TEKSTFRAGMENT
□ □ □ □

29 april 2007 : 4de Zondag na Pasen.
Ik en de Vader, Wij zijn één.
Lut Lemmens
Openingslied 417: “Die
mij droeg op adelaarsvleugels”
Kruisteken en welkom
Openingsgebed
Maken we het stil in
onszelf
Zodat we kunnen loslaten wat ons verhindert om bewust aanwezig
te zijn
Openen we ons hart en treden we in verbondenheid met mekaar
Zuiveren we onze gedachten zodat onze geest ontvankelijk
wordt
voor gods woord
Dat de sluiers die ons hart en ons verstand verdichten opgelicht
worden
zodat we de weg die jezus ging beter zien en van harte navolgen
Dat we volstromen met licht en liefde
En aanwezig zijn vanuit onze goddelijke kern
Dat vragen we in verbondenheid met jezus die ons voorging
In verbondenheid met de Vader
Lied 649: “Kom in mij”

□ □ □ □

OPDRACHTEN
**1)** Herschaal een deel van de rijen: begin bij de regel met "Where can you see the man" en stop na de regel met "(1043, 165)". Geef al die regels opnieuw, ook die zonder coördinaten, en vermenigvuldig elk getal in de coördinaten met 2,05, afgerond op hele getallen met halven naar boven.
**2)** Schrijf een vervolg op de liturgietekst voor de vierde zondag na Pasen, aansluitend op de laatste regel.
De liturgietekst en de rijen hebben niets met elkaar te maken.

Rijen uit een gegevensbron:
□ □ □ □

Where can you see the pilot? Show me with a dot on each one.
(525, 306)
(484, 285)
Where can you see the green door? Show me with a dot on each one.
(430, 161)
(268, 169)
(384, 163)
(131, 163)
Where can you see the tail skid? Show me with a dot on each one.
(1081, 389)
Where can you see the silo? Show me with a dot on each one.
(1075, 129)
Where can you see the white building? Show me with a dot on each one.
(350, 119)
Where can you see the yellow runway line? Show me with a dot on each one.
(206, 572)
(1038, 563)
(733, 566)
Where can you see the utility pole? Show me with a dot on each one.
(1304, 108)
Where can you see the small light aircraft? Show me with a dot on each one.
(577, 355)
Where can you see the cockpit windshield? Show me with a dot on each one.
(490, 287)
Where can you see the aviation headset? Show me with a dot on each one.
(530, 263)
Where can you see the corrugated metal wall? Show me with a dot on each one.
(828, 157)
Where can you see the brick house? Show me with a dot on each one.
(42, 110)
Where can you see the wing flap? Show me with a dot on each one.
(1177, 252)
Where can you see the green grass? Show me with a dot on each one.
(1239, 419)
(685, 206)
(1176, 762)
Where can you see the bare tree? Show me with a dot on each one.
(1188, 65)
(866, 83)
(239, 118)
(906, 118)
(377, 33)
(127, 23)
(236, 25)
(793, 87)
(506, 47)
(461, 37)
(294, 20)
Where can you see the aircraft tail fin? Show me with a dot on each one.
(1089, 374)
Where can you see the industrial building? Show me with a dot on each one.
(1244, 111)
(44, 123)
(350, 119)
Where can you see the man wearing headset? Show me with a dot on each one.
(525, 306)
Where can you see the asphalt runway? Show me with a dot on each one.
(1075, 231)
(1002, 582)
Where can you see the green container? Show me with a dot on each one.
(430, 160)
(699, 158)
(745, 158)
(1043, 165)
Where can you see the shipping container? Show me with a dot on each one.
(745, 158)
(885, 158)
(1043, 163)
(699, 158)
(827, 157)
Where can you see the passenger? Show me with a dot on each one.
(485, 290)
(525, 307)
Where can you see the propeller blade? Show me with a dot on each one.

□ □ □ □

ANTWOORDEN
**1)**
Where can you see the man wearing headset? Show me with a dot on each one.
(1076, 627)
Where can you see the asphalt runway? Show me with a dot on each one.
(2204, 474)
(2054, 1193)
Where can you see the green container? Show me with a dot on each one.
(882, 328)
(1433, 324)
(1527, 324)
(2138, 338)

**2)**
In het evangelie van vandaag
horen we Jezus het beeld van de goede herder en zijn schapen
gebruiken, gelinkt aan zijn verbondenheid met de vader. Stilstaand
bij het beeld van de goede herder enerzijds en de kudde schapen
anderzijds, voelde ik me in eerste instantie weinig geappeleerd
omdat ik me er bewust van werd dat het beeld van de kudde
voor mij ook de associatie met ‘kuddegeest’ inhield en dus
te maken had met volgzaamheid, onvrijheid, gehoorzaamheid
en onbewustheid. Allemaal zaken waar ik me niet meer kan
mee identificeren en daardoor miste ik de clou van de zaak
: het absolute vertrouwen in en toevertrouwen van de schapen
aan de herder, de onvoorwaardelijke zorg en liefde van de
herder, de vertrouwdheid tussen beiden, het mekaar door en
door kennen en aanvoelen zonder oordeel of verwachtingen,
de onlosmakelijke verbondenheid tussen hen die levengevend
is en symbool staat voor de relatie tussen jezus en zijn volgelingen,
-toen en nu.
Dit is meteen een prachtige illustratie van hoe mijn manier
van denken en kijken kan verbinden of verdelen.
Luisteren we nu naar het evangelie zoals opgeschreven door
Johannes. Het is vooral de laatste zin die me getroffen heeft
en me inspireerde bij mijn voorbereiding.
Evangelie joh 10, 27-30
uit de kinderbijbel
Acclamatie: refrein
636 “Mogen allen één zijn”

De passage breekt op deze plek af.